SELECTED TEXT
━━━━━━━━━━

Signs and Symbols - Props and Bric-a-brac

A word of caution. Art historians do like to 'interpret' every item in a painting.  As suggested in the section on living symbols, these interpretations are generally valid and are the work of detailed scholarship, but occasionally they can be spurious, and in any case there is no guarantee that experts will agree on what they represent. Sometimes it is better simply to enjoy the painting rather than agonise over every item the artist has included. 

  A workbasket refers to the task Mary has been given in the temple:
      'And the priest said: Choose for me by lot who shall spin the gold, and the white, and the fine linen, and the silk, and the blue, and the scarlet, and the true purple. And the true purple and the scarlet fell to the lot of Mary, and she took them, and went away to her house.' Protoevangelium of James, Ch. 10.

Titian's Annunciation includes a realistic-looking workbasket next to the partridges: the full image is on this page. The workbasket in the beautiful Annunciation from the Fitzwilliam, Cambridge, does, it has to be said, look a little bit like a waste-paper basket. 

Scuola di San Rocco, Venice

Attributed to Bernart van Orley
Fitzwilliam, Cambridge

Mary's Clothing
  The scarlet and true purple assigned to Mary has influenced many artists when deciding on what she should wear.
  The purple was a highly significant colour for Mary to be given. Tyrian purple, extracted from shellfish,  was the most expensive dye of all in early times.  Around 12,000 molluscs were needed to obtain 1.5 grams of dye. It was, therefore, reserved for the very rich and powerful, and thus appropriate for the Virgin Mary and a very good reason for her fellow spinners to feel a bit jealous.

Jacopo del Sellaio (Detail)
Private collection

Allessio Baldovinetti
Uffizi Florence (Detail)

Paolo Veronese
Accademia, Venice (detail)

━━━━━━━━━━

Contour labeling lines

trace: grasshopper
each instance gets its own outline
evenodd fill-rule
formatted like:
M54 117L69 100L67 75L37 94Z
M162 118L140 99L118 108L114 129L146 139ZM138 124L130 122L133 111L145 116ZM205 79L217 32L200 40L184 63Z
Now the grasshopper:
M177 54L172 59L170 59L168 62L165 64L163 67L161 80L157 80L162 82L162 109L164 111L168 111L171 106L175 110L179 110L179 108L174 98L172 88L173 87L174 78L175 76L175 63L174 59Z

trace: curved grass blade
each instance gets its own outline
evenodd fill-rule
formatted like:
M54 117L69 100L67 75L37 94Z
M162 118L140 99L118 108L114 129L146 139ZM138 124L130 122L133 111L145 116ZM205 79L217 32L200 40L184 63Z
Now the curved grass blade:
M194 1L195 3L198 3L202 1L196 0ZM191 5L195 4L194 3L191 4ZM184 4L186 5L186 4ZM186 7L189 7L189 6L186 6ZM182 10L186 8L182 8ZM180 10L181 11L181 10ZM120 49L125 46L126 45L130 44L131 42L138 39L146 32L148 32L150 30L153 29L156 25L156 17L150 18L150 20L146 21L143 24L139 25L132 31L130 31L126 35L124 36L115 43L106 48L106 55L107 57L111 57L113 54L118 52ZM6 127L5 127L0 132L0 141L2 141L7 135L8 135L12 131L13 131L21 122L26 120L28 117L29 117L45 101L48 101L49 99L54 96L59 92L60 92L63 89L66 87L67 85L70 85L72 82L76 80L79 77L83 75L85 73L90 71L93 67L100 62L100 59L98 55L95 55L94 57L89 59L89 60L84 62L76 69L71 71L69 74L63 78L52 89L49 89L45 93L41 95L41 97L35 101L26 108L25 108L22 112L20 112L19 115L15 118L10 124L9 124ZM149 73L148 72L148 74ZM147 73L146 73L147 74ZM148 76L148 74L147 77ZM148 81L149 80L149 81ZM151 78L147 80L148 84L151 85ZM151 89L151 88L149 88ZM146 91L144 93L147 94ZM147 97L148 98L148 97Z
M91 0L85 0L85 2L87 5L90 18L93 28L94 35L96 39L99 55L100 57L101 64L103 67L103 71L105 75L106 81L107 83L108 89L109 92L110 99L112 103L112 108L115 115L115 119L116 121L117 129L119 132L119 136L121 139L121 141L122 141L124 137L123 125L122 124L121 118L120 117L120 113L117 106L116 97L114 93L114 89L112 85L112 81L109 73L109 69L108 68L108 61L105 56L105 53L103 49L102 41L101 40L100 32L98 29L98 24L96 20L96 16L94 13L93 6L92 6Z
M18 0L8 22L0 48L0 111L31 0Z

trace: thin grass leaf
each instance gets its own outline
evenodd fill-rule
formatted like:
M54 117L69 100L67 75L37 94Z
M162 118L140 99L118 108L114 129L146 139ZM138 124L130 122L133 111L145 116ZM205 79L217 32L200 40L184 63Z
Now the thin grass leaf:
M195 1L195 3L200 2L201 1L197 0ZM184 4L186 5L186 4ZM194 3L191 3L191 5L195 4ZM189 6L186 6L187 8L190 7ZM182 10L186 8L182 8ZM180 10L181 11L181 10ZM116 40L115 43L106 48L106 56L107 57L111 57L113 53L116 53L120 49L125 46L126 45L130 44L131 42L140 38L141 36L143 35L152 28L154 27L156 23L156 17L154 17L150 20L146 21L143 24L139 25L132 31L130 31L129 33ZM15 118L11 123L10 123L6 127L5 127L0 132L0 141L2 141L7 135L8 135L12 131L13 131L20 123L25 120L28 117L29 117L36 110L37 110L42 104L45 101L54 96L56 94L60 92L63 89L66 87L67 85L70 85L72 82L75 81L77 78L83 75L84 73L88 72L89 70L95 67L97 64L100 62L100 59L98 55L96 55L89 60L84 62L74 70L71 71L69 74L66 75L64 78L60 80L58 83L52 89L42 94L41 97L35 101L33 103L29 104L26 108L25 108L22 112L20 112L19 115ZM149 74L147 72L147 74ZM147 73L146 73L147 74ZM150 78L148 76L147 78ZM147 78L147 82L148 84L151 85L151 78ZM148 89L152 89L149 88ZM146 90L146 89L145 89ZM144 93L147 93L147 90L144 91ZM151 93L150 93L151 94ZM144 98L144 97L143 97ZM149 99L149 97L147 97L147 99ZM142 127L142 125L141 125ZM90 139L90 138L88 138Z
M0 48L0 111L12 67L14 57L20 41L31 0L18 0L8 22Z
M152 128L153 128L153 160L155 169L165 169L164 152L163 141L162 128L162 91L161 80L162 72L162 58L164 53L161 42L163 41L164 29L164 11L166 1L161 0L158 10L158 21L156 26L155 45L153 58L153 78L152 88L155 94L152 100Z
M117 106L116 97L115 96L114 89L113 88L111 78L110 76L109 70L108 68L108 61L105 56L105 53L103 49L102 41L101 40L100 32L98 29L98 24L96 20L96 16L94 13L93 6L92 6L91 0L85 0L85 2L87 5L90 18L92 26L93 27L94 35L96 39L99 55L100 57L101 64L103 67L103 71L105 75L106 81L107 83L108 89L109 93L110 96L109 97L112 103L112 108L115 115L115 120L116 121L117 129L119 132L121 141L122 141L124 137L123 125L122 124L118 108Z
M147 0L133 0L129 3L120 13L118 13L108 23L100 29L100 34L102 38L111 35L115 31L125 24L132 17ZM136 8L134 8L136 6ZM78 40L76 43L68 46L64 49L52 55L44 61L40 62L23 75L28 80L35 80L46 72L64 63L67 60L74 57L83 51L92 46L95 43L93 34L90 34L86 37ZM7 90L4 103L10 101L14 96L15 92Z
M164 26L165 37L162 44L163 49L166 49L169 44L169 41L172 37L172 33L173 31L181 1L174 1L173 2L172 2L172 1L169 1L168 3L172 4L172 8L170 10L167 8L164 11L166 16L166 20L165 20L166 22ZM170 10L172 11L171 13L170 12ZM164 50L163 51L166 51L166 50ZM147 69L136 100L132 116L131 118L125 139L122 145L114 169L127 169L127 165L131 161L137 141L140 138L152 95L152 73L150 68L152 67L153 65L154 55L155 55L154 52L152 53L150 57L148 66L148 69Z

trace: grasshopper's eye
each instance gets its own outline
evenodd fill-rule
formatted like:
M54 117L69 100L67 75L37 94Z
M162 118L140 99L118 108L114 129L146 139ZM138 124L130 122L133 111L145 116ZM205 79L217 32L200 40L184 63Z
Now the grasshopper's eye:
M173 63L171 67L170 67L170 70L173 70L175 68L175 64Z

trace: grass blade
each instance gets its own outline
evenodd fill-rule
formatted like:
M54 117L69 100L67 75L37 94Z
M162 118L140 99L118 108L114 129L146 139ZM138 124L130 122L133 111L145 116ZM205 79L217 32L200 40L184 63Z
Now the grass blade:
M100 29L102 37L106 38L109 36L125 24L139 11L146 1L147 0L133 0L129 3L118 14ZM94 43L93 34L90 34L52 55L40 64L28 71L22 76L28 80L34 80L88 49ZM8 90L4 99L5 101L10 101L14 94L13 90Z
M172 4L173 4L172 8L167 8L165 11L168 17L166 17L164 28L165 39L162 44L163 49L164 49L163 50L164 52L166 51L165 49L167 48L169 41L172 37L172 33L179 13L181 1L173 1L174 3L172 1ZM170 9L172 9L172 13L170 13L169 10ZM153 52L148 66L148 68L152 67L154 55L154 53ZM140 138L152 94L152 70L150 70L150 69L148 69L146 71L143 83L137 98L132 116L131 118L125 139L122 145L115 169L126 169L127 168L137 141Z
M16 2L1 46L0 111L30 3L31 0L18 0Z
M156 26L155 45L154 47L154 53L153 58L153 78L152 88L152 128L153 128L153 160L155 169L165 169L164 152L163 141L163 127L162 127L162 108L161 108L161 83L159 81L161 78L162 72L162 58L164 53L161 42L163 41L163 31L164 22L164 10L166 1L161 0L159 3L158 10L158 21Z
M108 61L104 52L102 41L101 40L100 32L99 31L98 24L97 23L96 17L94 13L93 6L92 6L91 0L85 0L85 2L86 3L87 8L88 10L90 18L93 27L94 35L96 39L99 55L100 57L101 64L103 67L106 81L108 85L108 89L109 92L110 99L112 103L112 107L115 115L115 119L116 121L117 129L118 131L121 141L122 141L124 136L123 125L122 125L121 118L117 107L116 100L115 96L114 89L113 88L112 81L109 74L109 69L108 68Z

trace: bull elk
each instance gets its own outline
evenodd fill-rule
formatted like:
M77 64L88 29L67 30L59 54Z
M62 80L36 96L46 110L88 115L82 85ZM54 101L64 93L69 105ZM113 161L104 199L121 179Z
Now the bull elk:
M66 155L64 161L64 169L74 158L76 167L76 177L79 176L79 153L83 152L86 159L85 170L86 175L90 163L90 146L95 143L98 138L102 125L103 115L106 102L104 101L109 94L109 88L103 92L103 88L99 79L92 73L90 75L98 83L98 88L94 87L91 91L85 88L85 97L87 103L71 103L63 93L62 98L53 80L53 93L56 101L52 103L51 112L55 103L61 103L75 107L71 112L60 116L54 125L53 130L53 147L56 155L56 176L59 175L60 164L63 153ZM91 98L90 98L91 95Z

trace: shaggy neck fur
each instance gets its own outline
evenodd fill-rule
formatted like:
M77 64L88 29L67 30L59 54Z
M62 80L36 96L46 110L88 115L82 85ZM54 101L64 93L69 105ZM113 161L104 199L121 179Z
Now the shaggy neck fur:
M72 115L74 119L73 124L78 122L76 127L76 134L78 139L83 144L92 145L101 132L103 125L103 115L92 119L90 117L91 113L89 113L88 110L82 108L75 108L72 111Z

━━━━━━━━━━

WHAT THIS EXERCISE ASKS
[a] In the Annunciation props text, about how many molluscs were needed to obtain 1.5 grams of Tyrian purple dye?
[b] Reproduce the Annunciation props text word for word, between "Mary's Clothing" and "a bit jealous.", inclusive.
[c] List every artist named in the Annunciation props text.

WRITTEN ANSWERS
[a] Around 12,000

[b]
Mary's Clothing
  The scarlet and true purple assigned to Mary has influenced many artists when deciding on what she should wear.
  The purple was a highly significant colour for Mary to be given. Tyrian purple, extracted from shellfish,  was the most expensive dye of all in early times.  Around 12,000 molluscs were needed to obtain 1.5 grams of dye. It was, therefore, reserved for the very rich and powerful, and thus appropriate for the Virgin Mary and a very good reason for her fellow spinners to feel a bit jealous.

[c]
Titian
Bernart van Orley
Jacopo del Sellaio
Allessio Baldovinetti
Paolo Veronese